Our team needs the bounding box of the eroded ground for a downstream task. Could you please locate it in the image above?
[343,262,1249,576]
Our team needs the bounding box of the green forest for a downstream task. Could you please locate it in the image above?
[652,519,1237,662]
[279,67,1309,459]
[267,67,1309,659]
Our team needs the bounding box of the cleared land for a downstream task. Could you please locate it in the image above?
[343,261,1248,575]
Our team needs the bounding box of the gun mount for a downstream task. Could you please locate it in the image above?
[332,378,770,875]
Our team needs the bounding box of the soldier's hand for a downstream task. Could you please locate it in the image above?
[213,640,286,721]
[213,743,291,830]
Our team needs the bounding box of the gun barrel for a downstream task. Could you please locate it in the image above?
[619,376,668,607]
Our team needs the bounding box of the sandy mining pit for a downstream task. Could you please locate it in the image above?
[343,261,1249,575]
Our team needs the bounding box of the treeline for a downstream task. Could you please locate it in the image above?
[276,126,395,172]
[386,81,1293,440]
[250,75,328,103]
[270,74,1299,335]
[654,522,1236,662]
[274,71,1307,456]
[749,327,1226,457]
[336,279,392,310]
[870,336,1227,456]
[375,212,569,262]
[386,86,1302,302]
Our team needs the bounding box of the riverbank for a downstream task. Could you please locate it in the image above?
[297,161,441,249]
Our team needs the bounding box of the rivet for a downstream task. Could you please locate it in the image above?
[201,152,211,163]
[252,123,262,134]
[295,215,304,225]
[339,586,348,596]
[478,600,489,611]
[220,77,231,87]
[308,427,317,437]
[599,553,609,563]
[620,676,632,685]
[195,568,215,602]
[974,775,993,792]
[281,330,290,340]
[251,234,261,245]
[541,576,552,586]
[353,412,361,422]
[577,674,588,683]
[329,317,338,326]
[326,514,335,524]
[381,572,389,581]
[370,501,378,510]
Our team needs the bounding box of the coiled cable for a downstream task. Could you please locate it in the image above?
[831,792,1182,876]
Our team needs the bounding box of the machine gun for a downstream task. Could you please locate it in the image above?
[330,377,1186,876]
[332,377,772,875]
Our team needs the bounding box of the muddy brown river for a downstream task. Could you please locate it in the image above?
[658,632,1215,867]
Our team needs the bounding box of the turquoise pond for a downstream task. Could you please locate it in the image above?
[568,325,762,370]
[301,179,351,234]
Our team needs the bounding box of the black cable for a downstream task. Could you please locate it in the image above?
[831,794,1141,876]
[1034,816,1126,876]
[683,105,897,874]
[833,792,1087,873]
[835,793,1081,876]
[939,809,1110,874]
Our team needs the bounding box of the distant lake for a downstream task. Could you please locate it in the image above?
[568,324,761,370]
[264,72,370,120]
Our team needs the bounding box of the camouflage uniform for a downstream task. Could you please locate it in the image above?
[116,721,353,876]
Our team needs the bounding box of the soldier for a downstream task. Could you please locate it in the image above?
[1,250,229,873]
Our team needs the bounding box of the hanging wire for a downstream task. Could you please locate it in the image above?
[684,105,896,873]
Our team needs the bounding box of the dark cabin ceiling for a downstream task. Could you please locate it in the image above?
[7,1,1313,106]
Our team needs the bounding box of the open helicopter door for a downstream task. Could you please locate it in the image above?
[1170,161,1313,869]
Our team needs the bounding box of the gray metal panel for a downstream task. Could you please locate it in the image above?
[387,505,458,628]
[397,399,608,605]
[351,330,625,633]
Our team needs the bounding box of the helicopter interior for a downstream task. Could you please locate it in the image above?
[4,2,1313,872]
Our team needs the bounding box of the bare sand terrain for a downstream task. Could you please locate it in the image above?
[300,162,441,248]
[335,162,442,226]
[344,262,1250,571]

☆ ☆ ☆ ☆ ☆ ☆ ☆

• _REQUIRED WORK_
Give the listing above again, word for word.

• _ANSWER BOX_
Our team needs the bounding box of the eroded ground for a downstream task. Could you please locate it in the image above?
[343,262,1249,576]
Our team needs the bounding box of the green forest for a downstream task. Could you please locate it in the image above?
[652,519,1237,662]
[279,67,1309,459]
[267,67,1309,659]
Our team needs the bounding box of the cleared land for a downstream task. Could you please locate it in the image above?
[343,261,1248,575]
Our team needs the bounding box of the gun mount for a downstream task. Could you please locate it in the image above?
[332,378,770,875]
Our team needs the bounding box of the soldier's hand for a downstream task. Could you please locate it in the image above?
[213,640,286,721]
[213,743,291,830]
Our team needs the bounding box of the gun barrel for a downstream task. Could you please locate it in the image above?
[619,376,668,607]
Our team needs the bounding box of the sandy mining pit for a downstream task. Could you please locate it in the image above?
[343,261,1249,575]
Our team needs the bounding box of the treeline for a downstream task. Could you please locate it in the image above?
[276,126,395,172]
[386,81,1293,440]
[250,75,328,103]
[270,74,1299,335]
[654,522,1236,662]
[274,71,1307,456]
[749,327,1226,457]
[336,279,392,310]
[870,336,1227,456]
[375,212,569,262]
[386,86,1302,302]
Our team needs the bounding box of the riverbank for a downstream task. Could you please locate it in the image above?
[297,161,441,249]
Our team needs the bounding box of the rivet for a downstream task. Could you please locate it in the image above?
[201,152,211,163]
[252,123,262,134]
[295,215,304,225]
[339,586,348,596]
[478,600,489,611]
[220,77,231,87]
[308,427,317,437]
[599,553,609,563]
[620,676,632,685]
[195,568,215,602]
[974,775,993,792]
[281,330,290,340]
[251,234,261,245]
[541,576,552,586]
[353,412,361,422]
[577,674,588,683]
[329,317,338,326]
[326,514,335,524]
[381,572,389,581]
[370,501,378,510]
Our team needs the bounding box of the coiled cable for a downstream task. Could you please locate it in the image above?
[831,792,1182,876]
Our team needs the bounding box of the machine gun for a downstream task. Could you please locate it in the image above?
[330,377,1186,876]
[332,377,772,875]
Our team needs the bounding box of the muddy brown river for a downstream task. Could you please locate it in the image above?
[658,632,1215,867]
Our team needs the bounding box of the turquoise pond for a downstream task. Could you please locate it in the image above?
[568,325,762,370]
[301,179,351,234]
Our team needs the bounding box of the black cable for a downstream task. Could you please locate it in the image above?
[831,794,1141,876]
[1034,816,1126,876]
[683,105,897,874]
[833,792,1087,873]
[835,793,1081,876]
[939,809,1110,874]
Our team needs the bounding box of the distant lake for a downstream task. Could you please locate it in the image above?
[568,324,761,370]
[264,72,370,120]
Our team needs the bounding box of the camouflage uniform for a downstream task. Could you please locate it in the image above?
[116,721,353,876]
Our team needs the bounding box of the soldier for a downstream task. Could you please locate it in the image above?
[1,250,229,873]
Our team needs the bounding box of the hanging wire for a downstream task. Could you please locate it in the image above?
[684,105,896,873]
Our team needs the bounding box of the dark cabin ceiling for a downstream task. Could you please locate it in the image above?
[7,1,1313,106]
Our team needs the bounding box of the open helicopter door for a downstream task. Could you please locate it in the image above?
[1170,161,1313,869]
Our team needs the bounding box of the gray metal panel for a downstream task. Could you please locate it in the image above?
[387,505,458,628]
[397,399,608,605]
[351,330,625,633]
Our team needs the bounding box of the helicopter interior for a downstream task. Could you please locate it in the image above?
[4,2,1313,872]
Our team needs the bounding box of the bare sand terrain for a downstream task. Could you please locate it in the image above?
[300,162,441,248]
[335,162,442,226]
[344,262,1250,571]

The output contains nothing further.